** Opening Dataset extract block **

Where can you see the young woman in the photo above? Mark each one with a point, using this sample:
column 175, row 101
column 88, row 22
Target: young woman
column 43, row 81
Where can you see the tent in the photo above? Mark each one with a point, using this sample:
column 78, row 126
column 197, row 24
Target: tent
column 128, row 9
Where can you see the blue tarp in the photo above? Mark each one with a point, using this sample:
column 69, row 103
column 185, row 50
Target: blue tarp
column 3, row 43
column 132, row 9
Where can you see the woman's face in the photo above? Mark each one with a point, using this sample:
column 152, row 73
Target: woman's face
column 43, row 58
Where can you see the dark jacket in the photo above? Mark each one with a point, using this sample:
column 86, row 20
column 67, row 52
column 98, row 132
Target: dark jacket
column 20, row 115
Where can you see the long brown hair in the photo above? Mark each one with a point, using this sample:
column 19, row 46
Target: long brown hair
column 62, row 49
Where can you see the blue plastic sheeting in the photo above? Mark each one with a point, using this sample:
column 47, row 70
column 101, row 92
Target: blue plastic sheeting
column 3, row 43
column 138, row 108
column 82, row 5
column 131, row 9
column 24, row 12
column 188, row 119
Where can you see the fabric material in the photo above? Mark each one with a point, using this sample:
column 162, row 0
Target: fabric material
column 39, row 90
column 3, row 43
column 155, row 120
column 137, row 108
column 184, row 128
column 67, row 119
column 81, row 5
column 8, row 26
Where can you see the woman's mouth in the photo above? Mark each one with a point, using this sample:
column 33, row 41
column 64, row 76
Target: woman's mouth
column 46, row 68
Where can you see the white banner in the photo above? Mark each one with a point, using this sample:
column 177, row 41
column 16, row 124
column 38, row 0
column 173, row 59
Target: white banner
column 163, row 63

** Closing Dataset extract block **

**Instructions to follow**
In which lines of the records does the word "above" appear? Copy each of them.

**Solution to the problem**
Where can you see the young woman in the photo above? Mark each one with a point, using this sample:
Where can you see the tent in the photo above? Mark each one with a point, using this sample:
Where can you see the blue tarp in the photo above? Mark each one with a point, using this sample:
Where can you see the woman's face in the photo above? Mark each one with a point, using this sample:
Where can you see the dark jacket in the photo above? Mark each one with a point, using this sample:
Where can you see the long brown hair in the photo above? Mark each one with a point, using this sample:
Where can you see the blue plastic sheeting in the photo above? Mark each one with a point, using this sample:
Where can you see the fabric material in the photo above? Mark each one with a point, using this sample:
Where can you see the woman's mouth in the photo above? Mark each one with a point, using this sample:
Where can you see the white banner in the photo above? Mark each one with a point, using this sample:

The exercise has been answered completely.